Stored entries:
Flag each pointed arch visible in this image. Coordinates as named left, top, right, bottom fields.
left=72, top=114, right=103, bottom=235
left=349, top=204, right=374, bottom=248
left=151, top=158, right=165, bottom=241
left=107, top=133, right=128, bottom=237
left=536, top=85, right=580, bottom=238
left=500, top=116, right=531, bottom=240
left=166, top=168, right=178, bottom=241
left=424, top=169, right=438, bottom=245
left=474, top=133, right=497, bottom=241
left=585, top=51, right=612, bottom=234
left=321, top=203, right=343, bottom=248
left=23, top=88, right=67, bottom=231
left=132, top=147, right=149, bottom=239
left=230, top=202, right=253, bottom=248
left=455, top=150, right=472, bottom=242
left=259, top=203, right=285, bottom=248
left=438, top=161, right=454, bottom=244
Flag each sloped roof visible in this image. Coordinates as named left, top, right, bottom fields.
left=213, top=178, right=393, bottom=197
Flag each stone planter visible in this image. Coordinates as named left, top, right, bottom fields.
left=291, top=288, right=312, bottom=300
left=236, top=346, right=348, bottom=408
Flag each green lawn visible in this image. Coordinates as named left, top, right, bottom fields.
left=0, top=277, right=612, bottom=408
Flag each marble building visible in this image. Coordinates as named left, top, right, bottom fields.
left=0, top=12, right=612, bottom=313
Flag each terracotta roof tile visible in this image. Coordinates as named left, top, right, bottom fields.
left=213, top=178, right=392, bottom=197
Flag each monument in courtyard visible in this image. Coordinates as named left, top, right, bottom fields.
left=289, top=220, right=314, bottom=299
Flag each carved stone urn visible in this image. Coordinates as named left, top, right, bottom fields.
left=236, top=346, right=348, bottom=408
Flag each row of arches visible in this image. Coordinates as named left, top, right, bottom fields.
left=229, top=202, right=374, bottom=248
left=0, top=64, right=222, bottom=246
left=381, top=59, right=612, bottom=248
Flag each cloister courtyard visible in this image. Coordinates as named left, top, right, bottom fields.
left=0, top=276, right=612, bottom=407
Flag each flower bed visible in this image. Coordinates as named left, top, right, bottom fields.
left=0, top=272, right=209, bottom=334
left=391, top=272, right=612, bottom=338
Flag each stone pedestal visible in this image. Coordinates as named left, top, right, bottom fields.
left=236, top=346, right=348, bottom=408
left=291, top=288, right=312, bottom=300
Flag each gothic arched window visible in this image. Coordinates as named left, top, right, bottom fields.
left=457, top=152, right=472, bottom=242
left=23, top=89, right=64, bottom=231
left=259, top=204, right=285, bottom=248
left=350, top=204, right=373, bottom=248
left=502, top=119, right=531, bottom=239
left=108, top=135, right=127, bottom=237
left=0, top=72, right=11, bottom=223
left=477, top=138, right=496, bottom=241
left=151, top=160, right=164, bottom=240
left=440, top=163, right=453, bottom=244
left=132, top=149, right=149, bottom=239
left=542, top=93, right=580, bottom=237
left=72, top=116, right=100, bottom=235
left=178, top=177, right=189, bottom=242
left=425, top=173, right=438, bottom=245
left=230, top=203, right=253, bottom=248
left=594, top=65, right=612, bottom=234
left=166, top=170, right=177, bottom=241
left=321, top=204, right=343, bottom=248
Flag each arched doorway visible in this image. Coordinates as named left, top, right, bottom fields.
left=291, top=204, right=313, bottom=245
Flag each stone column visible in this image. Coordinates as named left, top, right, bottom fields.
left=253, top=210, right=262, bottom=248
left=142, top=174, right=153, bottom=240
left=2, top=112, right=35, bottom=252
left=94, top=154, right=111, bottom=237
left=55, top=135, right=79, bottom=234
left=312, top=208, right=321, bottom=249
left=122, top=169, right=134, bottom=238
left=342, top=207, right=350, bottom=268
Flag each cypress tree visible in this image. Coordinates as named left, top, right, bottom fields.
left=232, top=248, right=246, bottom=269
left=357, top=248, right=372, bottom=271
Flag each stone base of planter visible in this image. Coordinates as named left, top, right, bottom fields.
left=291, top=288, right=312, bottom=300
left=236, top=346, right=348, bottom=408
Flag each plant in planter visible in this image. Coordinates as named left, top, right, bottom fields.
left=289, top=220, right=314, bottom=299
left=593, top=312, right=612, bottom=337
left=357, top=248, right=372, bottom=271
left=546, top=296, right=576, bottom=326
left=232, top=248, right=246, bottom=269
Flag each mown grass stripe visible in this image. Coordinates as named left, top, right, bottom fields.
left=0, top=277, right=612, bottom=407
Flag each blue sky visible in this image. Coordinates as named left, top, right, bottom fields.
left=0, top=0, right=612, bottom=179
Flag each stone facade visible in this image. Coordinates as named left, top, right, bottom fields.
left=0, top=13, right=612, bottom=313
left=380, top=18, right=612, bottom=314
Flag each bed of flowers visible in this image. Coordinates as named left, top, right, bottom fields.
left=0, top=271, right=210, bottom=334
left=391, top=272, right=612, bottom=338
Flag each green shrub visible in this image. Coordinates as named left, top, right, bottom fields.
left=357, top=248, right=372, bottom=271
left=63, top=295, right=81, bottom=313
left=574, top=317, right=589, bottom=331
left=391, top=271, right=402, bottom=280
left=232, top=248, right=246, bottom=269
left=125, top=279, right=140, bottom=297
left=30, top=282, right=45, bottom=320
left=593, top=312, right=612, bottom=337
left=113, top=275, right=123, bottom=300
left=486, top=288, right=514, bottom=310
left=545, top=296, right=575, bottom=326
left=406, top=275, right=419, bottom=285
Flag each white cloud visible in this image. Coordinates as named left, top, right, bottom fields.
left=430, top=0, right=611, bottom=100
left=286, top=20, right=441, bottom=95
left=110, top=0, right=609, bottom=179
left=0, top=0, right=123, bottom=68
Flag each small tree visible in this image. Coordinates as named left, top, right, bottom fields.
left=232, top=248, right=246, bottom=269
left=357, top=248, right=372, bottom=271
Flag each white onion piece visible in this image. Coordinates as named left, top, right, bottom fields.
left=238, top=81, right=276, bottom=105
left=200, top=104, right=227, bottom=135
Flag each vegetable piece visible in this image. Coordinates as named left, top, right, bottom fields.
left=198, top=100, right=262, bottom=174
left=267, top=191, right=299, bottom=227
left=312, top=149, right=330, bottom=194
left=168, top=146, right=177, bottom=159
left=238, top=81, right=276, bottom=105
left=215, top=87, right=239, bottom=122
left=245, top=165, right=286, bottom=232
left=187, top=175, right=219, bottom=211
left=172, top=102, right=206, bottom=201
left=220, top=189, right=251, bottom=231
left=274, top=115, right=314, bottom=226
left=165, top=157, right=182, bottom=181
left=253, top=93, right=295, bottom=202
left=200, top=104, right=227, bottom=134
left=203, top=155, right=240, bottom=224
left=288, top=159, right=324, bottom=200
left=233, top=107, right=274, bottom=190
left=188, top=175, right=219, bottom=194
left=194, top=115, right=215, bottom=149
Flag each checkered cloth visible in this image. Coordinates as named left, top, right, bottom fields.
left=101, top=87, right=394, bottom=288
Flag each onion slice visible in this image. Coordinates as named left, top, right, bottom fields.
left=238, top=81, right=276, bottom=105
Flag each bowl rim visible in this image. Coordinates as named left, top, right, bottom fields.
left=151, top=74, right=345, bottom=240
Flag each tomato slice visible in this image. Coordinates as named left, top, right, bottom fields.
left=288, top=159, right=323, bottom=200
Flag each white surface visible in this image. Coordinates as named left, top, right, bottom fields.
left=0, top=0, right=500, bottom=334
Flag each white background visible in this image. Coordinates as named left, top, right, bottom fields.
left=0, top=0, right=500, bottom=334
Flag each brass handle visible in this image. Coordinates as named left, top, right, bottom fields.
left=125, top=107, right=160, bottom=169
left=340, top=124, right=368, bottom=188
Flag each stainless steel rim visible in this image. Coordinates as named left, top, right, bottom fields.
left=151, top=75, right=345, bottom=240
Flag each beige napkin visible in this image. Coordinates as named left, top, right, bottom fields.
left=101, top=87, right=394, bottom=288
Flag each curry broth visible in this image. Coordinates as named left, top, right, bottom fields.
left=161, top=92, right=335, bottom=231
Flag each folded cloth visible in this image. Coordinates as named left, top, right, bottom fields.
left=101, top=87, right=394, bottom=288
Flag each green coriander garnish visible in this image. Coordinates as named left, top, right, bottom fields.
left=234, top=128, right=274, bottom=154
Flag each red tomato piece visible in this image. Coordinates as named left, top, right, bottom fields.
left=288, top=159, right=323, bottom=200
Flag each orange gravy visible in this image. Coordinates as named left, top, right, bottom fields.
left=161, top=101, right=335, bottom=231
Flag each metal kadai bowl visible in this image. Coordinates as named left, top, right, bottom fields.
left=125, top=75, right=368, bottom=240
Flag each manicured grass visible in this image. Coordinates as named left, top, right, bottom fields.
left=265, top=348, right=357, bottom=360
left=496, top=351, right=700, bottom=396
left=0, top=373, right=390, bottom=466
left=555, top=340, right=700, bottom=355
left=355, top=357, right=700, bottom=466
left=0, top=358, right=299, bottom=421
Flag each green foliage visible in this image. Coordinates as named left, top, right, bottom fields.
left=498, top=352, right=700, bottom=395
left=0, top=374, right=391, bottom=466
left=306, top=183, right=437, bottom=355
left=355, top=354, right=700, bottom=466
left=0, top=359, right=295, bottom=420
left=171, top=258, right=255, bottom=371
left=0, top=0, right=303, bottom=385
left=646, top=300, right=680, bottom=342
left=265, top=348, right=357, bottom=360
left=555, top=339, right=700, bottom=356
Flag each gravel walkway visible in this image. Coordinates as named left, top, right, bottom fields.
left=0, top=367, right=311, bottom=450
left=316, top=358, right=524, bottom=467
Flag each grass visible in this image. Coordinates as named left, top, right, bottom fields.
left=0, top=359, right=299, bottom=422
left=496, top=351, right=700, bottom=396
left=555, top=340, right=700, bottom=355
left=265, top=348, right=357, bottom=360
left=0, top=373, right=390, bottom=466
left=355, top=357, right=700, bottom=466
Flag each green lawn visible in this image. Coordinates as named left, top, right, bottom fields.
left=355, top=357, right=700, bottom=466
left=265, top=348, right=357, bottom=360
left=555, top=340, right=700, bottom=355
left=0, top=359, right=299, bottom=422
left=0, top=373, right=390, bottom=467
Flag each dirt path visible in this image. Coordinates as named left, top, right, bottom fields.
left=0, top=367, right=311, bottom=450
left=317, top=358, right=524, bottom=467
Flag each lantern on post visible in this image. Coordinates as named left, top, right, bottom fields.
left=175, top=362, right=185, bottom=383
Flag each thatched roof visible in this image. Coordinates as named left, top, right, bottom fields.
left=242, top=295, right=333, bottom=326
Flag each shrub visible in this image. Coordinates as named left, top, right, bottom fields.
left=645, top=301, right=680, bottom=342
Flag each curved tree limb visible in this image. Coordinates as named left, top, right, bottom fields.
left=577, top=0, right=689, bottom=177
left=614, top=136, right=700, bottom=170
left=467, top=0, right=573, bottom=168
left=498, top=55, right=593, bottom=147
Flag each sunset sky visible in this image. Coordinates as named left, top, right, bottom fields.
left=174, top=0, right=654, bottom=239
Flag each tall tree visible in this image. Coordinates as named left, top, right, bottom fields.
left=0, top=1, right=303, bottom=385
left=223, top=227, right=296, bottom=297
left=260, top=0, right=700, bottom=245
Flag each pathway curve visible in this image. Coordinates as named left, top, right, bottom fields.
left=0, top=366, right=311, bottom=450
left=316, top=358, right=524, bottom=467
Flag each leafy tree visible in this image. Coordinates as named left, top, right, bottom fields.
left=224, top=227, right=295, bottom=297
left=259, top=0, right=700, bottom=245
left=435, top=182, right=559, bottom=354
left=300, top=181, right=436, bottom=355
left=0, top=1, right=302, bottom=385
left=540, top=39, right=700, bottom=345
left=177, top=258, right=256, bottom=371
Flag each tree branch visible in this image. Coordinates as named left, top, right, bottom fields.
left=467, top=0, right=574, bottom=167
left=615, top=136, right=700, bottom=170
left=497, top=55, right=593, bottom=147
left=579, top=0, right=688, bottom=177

**What you are asked to do:**
Copy the material from the line with "Flag each dirt" up to and including the line with "left=317, top=358, right=524, bottom=467", changing "dirt path" to "gravel path" and leaving everything else unchanged.

**Solution for this problem:**
Flag each gravel path visible in this image. Coordinates as named left, top, right, bottom fields.
left=0, top=367, right=311, bottom=450
left=317, top=358, right=524, bottom=467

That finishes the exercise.